_What you are asked to do_.
Locate the line containing "of the long", then please write out that line and all the lines below it in the entries exactly.

_Input_.

# # #

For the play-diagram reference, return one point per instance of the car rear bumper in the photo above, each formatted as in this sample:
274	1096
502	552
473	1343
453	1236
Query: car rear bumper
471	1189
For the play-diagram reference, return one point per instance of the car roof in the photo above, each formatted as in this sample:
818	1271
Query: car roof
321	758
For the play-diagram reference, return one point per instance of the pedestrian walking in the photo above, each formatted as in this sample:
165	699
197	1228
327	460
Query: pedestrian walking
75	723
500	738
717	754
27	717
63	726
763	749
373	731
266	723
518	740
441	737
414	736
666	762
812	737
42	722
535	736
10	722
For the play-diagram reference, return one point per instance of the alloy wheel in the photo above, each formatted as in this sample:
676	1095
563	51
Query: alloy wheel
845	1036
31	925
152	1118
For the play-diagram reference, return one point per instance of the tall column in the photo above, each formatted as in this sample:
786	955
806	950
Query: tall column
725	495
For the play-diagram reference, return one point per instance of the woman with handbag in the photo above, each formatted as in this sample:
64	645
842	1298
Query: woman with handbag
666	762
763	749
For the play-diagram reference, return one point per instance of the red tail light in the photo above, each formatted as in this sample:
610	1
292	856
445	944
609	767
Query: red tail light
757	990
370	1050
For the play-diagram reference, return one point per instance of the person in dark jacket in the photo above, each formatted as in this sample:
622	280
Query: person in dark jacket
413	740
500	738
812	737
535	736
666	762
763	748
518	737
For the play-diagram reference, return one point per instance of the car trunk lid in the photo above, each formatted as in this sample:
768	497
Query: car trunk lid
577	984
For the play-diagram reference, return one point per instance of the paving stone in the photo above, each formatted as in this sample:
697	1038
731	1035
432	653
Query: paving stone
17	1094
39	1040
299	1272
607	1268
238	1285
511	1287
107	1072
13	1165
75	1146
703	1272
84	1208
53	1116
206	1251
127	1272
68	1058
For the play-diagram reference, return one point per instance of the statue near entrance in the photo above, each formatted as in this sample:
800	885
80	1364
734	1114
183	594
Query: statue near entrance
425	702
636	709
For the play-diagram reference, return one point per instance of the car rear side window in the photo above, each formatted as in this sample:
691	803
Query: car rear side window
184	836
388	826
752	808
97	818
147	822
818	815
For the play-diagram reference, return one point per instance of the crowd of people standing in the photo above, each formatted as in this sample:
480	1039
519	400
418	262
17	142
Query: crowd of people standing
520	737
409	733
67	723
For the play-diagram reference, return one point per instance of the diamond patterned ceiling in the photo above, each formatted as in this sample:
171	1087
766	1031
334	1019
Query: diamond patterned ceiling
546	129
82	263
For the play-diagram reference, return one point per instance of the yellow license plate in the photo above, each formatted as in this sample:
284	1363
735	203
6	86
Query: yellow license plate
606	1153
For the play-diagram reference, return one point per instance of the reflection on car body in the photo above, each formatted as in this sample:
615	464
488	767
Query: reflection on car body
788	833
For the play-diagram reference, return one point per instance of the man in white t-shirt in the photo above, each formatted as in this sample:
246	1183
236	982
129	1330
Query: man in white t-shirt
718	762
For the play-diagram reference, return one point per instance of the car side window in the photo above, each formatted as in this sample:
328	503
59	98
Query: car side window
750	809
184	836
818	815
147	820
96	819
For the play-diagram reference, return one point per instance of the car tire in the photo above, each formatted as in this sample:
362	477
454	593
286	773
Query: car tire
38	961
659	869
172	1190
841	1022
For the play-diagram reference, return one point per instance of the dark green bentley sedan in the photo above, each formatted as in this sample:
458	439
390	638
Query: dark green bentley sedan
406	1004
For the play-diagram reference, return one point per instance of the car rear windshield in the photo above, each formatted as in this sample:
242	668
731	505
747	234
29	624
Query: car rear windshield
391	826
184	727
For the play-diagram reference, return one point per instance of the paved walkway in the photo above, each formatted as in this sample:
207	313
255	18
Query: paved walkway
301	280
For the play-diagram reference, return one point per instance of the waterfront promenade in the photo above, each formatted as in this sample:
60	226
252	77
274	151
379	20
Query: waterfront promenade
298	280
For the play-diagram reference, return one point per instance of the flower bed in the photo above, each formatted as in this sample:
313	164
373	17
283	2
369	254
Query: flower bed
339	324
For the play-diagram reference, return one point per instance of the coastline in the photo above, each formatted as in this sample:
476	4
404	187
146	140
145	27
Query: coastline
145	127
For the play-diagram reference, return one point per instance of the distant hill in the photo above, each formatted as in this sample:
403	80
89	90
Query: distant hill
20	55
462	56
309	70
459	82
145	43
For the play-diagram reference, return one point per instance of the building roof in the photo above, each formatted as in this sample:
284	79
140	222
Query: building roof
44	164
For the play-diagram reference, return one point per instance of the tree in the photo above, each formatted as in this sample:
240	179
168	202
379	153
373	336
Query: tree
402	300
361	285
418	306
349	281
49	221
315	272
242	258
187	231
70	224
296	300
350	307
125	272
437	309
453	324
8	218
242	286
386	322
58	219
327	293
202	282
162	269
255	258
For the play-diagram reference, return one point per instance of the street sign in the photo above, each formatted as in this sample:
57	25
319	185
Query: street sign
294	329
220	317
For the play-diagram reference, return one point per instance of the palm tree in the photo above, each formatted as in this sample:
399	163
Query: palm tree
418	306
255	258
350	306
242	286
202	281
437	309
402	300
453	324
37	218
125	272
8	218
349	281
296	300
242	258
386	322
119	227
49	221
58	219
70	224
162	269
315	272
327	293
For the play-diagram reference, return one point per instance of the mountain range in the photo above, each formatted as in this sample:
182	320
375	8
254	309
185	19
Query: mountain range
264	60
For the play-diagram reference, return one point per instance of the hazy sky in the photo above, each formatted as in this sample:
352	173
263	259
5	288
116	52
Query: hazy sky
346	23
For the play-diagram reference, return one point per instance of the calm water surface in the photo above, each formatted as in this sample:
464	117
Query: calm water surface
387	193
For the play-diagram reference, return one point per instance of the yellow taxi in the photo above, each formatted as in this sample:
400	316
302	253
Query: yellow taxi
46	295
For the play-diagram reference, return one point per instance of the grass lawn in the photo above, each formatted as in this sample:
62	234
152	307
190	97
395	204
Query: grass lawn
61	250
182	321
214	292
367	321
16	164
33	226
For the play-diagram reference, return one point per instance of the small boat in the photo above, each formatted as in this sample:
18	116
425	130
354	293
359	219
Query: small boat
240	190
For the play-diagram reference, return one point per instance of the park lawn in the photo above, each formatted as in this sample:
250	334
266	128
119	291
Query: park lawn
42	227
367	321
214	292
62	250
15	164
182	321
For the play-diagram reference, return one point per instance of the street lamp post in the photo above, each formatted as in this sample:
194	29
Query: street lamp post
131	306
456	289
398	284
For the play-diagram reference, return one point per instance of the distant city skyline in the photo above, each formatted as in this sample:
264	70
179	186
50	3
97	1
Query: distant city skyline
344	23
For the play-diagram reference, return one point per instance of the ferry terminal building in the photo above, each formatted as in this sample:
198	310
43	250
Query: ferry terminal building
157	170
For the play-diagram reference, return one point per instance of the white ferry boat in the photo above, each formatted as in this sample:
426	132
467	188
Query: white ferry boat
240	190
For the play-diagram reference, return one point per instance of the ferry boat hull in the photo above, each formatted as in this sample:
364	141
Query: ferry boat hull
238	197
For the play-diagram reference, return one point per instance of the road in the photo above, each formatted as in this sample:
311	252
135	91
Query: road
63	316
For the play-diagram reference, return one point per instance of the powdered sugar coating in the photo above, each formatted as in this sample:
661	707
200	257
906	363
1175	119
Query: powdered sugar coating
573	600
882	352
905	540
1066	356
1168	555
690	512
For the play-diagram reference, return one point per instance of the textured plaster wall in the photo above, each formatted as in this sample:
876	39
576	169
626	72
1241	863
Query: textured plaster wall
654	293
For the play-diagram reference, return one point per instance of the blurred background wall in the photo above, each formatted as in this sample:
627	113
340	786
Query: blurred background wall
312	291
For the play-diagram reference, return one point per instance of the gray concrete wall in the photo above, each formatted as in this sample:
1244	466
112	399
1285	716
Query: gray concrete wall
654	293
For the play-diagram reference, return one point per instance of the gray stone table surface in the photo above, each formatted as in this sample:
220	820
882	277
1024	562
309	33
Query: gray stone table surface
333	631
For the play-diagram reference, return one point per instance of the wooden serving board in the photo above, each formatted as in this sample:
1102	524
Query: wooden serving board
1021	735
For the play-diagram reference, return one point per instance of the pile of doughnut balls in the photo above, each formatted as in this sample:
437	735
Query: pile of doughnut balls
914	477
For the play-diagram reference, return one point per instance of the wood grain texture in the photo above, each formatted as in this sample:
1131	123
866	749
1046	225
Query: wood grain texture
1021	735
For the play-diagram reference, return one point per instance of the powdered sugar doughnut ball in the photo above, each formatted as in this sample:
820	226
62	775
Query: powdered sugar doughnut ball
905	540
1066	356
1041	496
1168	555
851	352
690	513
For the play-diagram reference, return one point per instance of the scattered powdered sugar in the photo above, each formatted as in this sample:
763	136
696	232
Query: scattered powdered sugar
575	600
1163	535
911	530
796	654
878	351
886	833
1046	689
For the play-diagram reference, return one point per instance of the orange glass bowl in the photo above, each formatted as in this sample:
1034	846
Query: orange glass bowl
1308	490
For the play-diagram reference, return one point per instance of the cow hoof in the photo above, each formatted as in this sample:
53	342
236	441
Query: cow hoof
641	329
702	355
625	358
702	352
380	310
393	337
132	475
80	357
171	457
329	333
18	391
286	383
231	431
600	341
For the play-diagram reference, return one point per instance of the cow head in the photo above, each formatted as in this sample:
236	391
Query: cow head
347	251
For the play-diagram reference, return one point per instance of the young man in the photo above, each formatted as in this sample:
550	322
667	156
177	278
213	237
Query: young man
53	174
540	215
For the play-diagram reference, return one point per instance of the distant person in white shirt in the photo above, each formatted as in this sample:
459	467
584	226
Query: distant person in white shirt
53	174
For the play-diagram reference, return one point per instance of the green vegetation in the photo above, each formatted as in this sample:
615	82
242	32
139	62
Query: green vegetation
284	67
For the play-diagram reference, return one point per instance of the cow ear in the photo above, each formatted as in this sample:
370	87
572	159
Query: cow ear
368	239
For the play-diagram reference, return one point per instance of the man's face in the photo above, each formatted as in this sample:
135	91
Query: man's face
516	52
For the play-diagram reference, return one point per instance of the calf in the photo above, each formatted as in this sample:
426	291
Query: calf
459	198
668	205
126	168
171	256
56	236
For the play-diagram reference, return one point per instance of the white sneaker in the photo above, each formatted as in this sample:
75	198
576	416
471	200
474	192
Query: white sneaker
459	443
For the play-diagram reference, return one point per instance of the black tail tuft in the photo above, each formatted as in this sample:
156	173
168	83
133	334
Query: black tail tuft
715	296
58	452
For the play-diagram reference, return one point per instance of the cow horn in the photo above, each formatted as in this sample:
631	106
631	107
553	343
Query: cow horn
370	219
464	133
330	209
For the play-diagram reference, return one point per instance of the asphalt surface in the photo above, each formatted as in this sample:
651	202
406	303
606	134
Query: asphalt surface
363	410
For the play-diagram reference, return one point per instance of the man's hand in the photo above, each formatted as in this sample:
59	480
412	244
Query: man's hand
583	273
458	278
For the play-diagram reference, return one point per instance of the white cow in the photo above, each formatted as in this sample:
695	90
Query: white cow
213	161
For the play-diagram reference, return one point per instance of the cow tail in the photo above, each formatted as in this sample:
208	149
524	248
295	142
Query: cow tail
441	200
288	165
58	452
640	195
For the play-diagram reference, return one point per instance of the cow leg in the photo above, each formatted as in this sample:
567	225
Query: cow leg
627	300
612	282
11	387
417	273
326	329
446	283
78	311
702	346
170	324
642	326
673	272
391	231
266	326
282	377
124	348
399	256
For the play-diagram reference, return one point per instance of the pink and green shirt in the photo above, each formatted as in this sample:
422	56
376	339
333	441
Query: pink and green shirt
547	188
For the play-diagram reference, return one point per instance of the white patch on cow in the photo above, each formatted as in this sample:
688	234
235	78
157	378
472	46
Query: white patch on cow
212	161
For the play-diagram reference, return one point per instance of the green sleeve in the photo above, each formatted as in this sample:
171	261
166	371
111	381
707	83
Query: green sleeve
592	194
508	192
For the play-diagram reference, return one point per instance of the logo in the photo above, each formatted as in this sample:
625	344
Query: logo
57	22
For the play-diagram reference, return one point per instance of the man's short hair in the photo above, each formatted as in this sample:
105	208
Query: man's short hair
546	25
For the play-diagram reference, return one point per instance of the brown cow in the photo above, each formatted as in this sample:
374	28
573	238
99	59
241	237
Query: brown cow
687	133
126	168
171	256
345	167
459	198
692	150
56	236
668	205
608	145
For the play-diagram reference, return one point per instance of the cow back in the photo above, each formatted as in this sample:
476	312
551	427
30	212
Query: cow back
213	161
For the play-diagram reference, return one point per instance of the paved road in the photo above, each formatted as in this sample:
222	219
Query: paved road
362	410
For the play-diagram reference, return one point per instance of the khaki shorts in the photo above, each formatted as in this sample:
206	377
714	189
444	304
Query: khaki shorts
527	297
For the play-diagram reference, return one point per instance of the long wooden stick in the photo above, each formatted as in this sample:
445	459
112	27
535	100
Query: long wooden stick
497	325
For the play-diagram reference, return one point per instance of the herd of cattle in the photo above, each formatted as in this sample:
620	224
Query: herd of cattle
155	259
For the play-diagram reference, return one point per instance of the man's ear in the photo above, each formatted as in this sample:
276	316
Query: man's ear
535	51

# # #

_Expected output_.
For the play-diagram reference, return one point per instance of the long wooden stick in the photo above, each formatted as in this sample:
445	459
112	27
535	100
Query: long wooden stick
497	325
For the play-diagram reference, return one point per instance of the herd of cattle in the photo above, each formatted as in this sample:
620	224
Query: herd of cattle
155	259
For the play-diagram reference, return one point per instance of the man's ear in the photo above, each formatted as in this sample:
276	316
Query: man's ear
535	51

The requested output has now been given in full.